-- begin --

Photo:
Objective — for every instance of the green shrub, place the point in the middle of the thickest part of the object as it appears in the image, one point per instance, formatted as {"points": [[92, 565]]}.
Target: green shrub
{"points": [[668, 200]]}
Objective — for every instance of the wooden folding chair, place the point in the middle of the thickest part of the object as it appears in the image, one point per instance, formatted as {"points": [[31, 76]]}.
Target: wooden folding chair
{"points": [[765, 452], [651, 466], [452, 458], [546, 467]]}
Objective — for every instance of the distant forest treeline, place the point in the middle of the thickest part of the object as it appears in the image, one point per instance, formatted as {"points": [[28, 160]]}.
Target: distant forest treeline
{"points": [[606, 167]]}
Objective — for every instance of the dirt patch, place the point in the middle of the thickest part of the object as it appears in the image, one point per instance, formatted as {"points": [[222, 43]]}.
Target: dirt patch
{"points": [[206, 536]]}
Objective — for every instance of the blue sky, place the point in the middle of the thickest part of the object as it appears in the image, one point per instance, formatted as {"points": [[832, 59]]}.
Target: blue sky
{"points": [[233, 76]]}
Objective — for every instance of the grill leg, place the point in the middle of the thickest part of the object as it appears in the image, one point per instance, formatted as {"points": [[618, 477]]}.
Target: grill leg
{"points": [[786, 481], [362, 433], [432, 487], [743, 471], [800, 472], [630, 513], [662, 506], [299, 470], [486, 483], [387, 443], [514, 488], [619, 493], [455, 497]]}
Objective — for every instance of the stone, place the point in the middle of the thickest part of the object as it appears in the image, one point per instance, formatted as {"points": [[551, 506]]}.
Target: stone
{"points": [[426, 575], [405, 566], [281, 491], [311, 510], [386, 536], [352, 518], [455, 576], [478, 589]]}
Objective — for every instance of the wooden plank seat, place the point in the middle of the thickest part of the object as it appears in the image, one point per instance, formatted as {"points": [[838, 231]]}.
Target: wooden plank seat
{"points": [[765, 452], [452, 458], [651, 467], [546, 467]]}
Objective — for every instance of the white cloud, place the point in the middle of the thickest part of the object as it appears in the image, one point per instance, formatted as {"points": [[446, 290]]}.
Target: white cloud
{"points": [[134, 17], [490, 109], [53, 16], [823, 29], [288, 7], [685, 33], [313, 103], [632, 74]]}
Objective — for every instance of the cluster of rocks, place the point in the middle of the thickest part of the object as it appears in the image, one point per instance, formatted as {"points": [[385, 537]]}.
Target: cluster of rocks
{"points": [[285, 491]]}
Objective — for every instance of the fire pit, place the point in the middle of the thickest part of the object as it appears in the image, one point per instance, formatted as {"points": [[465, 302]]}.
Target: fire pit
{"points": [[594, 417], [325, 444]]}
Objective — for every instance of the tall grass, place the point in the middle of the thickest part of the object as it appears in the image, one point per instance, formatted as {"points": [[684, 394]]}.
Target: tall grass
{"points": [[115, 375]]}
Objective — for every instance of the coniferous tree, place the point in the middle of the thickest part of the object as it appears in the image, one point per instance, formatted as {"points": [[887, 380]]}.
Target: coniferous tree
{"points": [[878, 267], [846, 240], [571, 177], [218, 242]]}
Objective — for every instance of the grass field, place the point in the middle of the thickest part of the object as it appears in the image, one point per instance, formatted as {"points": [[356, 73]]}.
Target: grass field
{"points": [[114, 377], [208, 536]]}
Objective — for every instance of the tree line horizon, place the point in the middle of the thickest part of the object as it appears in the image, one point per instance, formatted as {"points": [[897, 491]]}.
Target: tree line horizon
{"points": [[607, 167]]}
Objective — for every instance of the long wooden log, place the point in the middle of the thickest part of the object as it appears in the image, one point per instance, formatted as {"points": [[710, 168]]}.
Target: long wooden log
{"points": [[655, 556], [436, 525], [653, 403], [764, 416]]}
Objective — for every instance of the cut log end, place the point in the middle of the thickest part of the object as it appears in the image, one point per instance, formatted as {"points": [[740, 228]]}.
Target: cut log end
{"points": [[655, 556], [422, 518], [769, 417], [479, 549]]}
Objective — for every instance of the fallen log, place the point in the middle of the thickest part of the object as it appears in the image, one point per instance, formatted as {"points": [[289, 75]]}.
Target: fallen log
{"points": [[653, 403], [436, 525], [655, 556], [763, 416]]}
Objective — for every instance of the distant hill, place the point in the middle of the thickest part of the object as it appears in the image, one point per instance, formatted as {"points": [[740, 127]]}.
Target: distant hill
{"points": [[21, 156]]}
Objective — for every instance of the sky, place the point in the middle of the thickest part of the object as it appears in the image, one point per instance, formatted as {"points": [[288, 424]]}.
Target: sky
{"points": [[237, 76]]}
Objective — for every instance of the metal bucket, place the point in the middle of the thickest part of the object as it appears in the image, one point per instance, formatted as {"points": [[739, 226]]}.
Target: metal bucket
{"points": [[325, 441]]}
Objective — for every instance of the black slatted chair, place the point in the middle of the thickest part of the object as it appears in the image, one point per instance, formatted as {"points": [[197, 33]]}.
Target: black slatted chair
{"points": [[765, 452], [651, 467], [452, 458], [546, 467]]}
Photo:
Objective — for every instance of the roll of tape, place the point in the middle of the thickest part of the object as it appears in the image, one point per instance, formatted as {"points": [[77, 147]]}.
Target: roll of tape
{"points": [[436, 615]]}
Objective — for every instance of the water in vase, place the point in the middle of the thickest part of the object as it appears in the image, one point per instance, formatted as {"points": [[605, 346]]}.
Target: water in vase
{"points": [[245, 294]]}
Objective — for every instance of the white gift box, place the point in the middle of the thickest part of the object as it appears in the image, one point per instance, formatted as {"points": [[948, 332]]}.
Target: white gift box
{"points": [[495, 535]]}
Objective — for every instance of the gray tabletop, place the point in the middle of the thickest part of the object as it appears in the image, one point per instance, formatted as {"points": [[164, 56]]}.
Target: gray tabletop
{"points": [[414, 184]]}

-- end --

» **Task brief**
Reproduce each of the items above verbatim, without any alteration.

» **Written solution**
Photo:
Objective — for every instance of the green shrub, place the point in the middle of the thickest part of the object as it appears in the image, one point per instance, formatted as {"points": [[92, 565]]}.
Target: green shrub
{"points": [[668, 200]]}
Objective — for every instance of the wooden folding chair, place the point in the middle of the thickest part of the object as it appears in the image, one point per instance, formatted as {"points": [[31, 76]]}.
Target: wooden folding chair
{"points": [[765, 452], [651, 466], [452, 458], [546, 467]]}
Objective — for every instance of the distant forest treeline, place the point in the middle of the thickest part of the object as it appears in the image, one point per instance, formatted as {"points": [[28, 160]]}.
Target: distant forest treeline
{"points": [[606, 167]]}
Objective — for every instance of the dirt patch, place the point in the middle of the thickest part of the object as it appears in the image, one point per instance, formatted as {"points": [[222, 43]]}.
Target: dirt patch
{"points": [[206, 536]]}
Objective — for every instance of the blue sky, place the point in the middle of the thickest part of the object as it appears in the image, one point per instance, formatted as {"points": [[832, 59]]}.
Target: blue sky
{"points": [[233, 76]]}
Objective — for every instance of the grill leg, place the point in the middle of the thickest part of the object as it appears in the image, one point per instance, formatted as {"points": [[618, 477]]}.
Target: grill leg
{"points": [[786, 481], [362, 433], [432, 487], [743, 471], [800, 472], [630, 513], [662, 506], [299, 470], [486, 483], [387, 443], [514, 488], [619, 493], [455, 497]]}
Objective — for every instance of the stone, place the point in the middle of the thickest part of the object as it appears in the image, one point per instance, formatted as {"points": [[551, 506]]}.
Target: stone
{"points": [[426, 575], [405, 566], [281, 491], [311, 510], [386, 536], [352, 518], [455, 576], [478, 589]]}
Objective — for every instance of the wooden plank seat, place the point in the middle of the thickest part of the object as it appears in the image, one point per instance, formatted as {"points": [[838, 231]]}.
Target: wooden plank seat
{"points": [[765, 452], [452, 458], [651, 467], [546, 467]]}
Objective — for every instance of the white cloud, place the point in the middle of the thickest part of the object as it appears in the image, one point per instance, formatted as {"points": [[446, 290]]}.
Target: white cloud
{"points": [[134, 17], [490, 109], [53, 16], [823, 29], [288, 7], [685, 33], [313, 103], [632, 74]]}
Objective — for every instance of the cluster of rocks, place the point in the middle of the thickest part of the object as it appears in the image, one point per instance, formatted as {"points": [[385, 537]]}.
Target: cluster of rocks
{"points": [[285, 491]]}
Objective — for every instance of the fire pit, place the point in the middle of the thickest part of the object as it appears in the image, one point per instance, formatted as {"points": [[465, 302]]}.
Target: fire pit
{"points": [[594, 417], [325, 444]]}
Objective — for every instance of the tall grass, place the point in the middle of the thickest part of the object as it appears in the image, one point per instance, formatted as {"points": [[684, 394]]}.
Target: tall grass
{"points": [[115, 375]]}
Objective — for every instance of the coniferous tree, place the point in the middle of the thickest part of the object as it appears in the image, one point per instance, formatted as {"points": [[887, 380]]}.
Target: coniferous tree
{"points": [[878, 267], [846, 240], [571, 177], [218, 242]]}
Objective — for every instance of the grass field, place the point in the middle of the thickest part of the object as it appears in the image, one point per instance, formatted as {"points": [[356, 73]]}.
Target: grass field
{"points": [[114, 377], [208, 536]]}
Objective — for every instance of the tree line horizon, place the point in the middle of the thickest part of the object as it appears in the image, one point per instance, formatted as {"points": [[897, 491]]}.
Target: tree line horizon
{"points": [[607, 167]]}
Objective — for every instance of the long wooden log, place the point in the middle of the thickest part of the object as it appears in the image, one point per instance, formatted as {"points": [[710, 168]]}.
Target: long wooden log
{"points": [[655, 556], [436, 525], [653, 403], [764, 416]]}
Objective — for every instance of the cut log end, place the point in the middle of the thickest part of the object as it appears in the image, one point per instance, formatted as {"points": [[740, 228]]}.
Target: cut log end
{"points": [[655, 556], [422, 518], [769, 417], [479, 549]]}
Objective — for every instance of the fallen log, place the point in the middle of the thickest part of the object as it appears in the image, one point per instance, formatted as {"points": [[289, 75]]}.
Target: fallen log
{"points": [[653, 403], [436, 525], [655, 556], [763, 416]]}
Objective — for every instance of the distant hill, place the point in the middle of the thickest part of the object as it appears in the image, one point per instance, formatted as {"points": [[740, 127]]}.
Target: distant hill
{"points": [[21, 156]]}
Objective — for every instance of the sky, place the point in the middle of the thickest part of the object as it appears in the image, one point per instance, formatted as {"points": [[288, 424]]}.
Target: sky
{"points": [[237, 76]]}
Objective — for every instance of the metal bucket, place the point in the middle of the thickest part of the object as it appears in the image, one point per instance, formatted as {"points": [[739, 226]]}.
Target: metal bucket
{"points": [[325, 441]]}
Objective — for every instance of the black slatted chair, place the point in the middle of the thickest part of the object as it appears in the image, one point per instance, formatted as {"points": [[197, 33]]}.
Target: black slatted chair
{"points": [[765, 452], [651, 467], [452, 458], [546, 467]]}
Photo:
Objective — for every instance of the roll of tape, place the point in the middle of the thickest part of the object as it appears in the image, one point per instance, formatted as {"points": [[77, 147]]}.
Target: roll of tape
{"points": [[436, 615]]}
Objective — for every instance of the water in vase, place the point in the middle of the thickest part of the object as it appears in the image, one point per instance, formatted as {"points": [[605, 346]]}.
Target: water in vase
{"points": [[245, 294]]}
Objective — for every instance of the white gift box, place the point in the middle of the thickest part of the object as it appears in the image, one point per instance, formatted as {"points": [[948, 332]]}.
Target: white gift box
{"points": [[495, 535]]}
Objective — for every instance of the gray tabletop, place the point in the middle of the thickest part of the object as it appears in the image, one point per instance, formatted as {"points": [[164, 56]]}.
Target: gray tabletop
{"points": [[414, 184]]}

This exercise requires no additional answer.